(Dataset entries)
********************
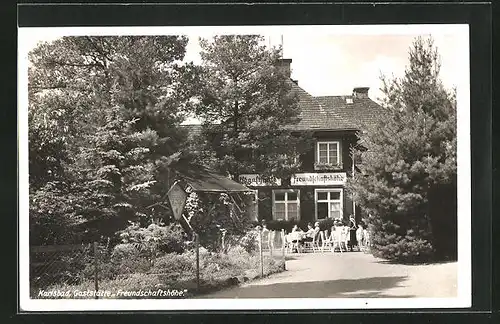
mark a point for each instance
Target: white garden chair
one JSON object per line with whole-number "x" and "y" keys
{"x": 327, "y": 241}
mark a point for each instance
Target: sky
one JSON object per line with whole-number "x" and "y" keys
{"x": 326, "y": 60}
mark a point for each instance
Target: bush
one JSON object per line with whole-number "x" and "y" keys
{"x": 287, "y": 225}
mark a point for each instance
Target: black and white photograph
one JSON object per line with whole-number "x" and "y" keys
{"x": 250, "y": 167}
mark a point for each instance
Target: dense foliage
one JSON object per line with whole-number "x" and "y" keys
{"x": 247, "y": 103}
{"x": 103, "y": 133}
{"x": 409, "y": 164}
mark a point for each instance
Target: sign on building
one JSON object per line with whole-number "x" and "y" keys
{"x": 318, "y": 179}
{"x": 256, "y": 180}
{"x": 177, "y": 198}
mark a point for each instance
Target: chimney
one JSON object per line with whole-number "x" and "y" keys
{"x": 360, "y": 92}
{"x": 285, "y": 65}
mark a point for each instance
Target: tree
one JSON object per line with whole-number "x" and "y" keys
{"x": 409, "y": 162}
{"x": 103, "y": 129}
{"x": 246, "y": 102}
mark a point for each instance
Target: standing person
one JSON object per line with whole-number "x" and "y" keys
{"x": 352, "y": 232}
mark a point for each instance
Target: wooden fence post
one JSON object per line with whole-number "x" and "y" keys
{"x": 96, "y": 270}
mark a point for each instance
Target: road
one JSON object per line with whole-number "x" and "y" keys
{"x": 353, "y": 274}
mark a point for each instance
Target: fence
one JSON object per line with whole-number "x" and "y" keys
{"x": 135, "y": 271}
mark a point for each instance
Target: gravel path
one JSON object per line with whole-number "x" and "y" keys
{"x": 353, "y": 274}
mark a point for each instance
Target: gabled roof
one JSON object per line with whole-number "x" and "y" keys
{"x": 334, "y": 113}
{"x": 315, "y": 114}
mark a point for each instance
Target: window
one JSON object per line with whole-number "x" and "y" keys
{"x": 328, "y": 153}
{"x": 329, "y": 203}
{"x": 286, "y": 204}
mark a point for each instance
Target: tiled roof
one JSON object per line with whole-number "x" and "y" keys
{"x": 334, "y": 113}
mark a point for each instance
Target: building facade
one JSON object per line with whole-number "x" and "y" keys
{"x": 318, "y": 191}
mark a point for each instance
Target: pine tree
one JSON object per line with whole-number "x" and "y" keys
{"x": 246, "y": 102}
{"x": 409, "y": 161}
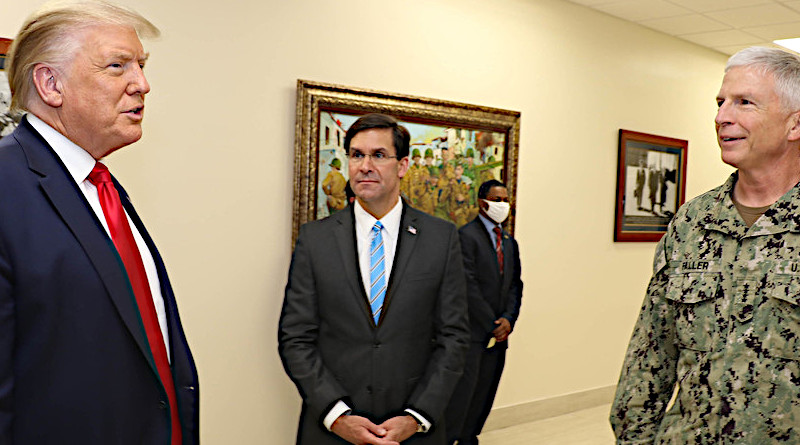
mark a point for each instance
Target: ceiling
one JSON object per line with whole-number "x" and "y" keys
********************
**Work required:**
Your copy should match the entries above exactly and contain no pictures.

**Task answer:**
mark a point for each instance
Target: white garden chair
one JSON object per line with whole-number "x" and "y" keys
{"x": 327, "y": 241}
mark a point for each instance
Target: sky
one JSON object per line with whole-number "x" and "y" keys
{"x": 326, "y": 60}
mark a point for each instance
Target: bush
one JSON object per line with whole-number "x" and "y" keys
{"x": 287, "y": 225}
mark a point for each instance
Target: black and white photograph
one JSON object per line with whole-number "x" and "y" keys
{"x": 250, "y": 167}
mark a point for each instance
Target: dense foliage
one JSON object per line with whole-number "x" and "y" keys
{"x": 247, "y": 103}
{"x": 103, "y": 133}
{"x": 409, "y": 164}
mark a point for each instance
Target: sign on building
one JSON object per line with whole-number "x" and "y" keys
{"x": 318, "y": 179}
{"x": 256, "y": 180}
{"x": 177, "y": 198}
mark a point for each instance
Target: chimney
one JSON object per line with whole-number "x" and "y" keys
{"x": 360, "y": 92}
{"x": 285, "y": 65}
mark a point for each instance
Target: tree
one JSON object per line with whole-number "x" and "y" keys
{"x": 409, "y": 162}
{"x": 103, "y": 129}
{"x": 246, "y": 102}
mark a point for each instance
Target: standing person
one JSON object per line with whole-number "x" and "y" keys
{"x": 352, "y": 232}
mark a point for each instance
Target: wooden fence post
one JSON object per line with whole-number "x" and "y" keys
{"x": 96, "y": 270}
mark a point for each instance
Target: road
one JSON object per line with whole-number "x" and "y" keys
{"x": 353, "y": 274}
mark a point for each instance
Target: fence
one JSON object per line with whole-number "x" and "y" keys
{"x": 135, "y": 271}
mark a point for each instance
Target: gravel path
one JSON object per line with whole-number "x" and "y" keys
{"x": 353, "y": 274}
mark a point for each instance
Target: gabled roof
one JSON object per line with whole-number "x" and "y" keys
{"x": 334, "y": 113}
{"x": 315, "y": 114}
mark a point for each instance
Target: window
one JSON object per line with whole-number "x" and "y" keys
{"x": 328, "y": 153}
{"x": 329, "y": 203}
{"x": 286, "y": 204}
mark a point for each instance
Target: tiled roof
one JSON object per line with whole-number "x" and "y" keys
{"x": 334, "y": 113}
mark a point for each instance
Target: building facade
one JSON object per line with whole-number "x" and "y" keys
{"x": 318, "y": 191}
mark a point for each instance
Target: pine tree
one JSON object per line with whole-number "x" and "y" keys
{"x": 246, "y": 102}
{"x": 409, "y": 161}
mark a point for each instance
Target: ceiling
one JSON object per line with whole-number "x" and "y" keys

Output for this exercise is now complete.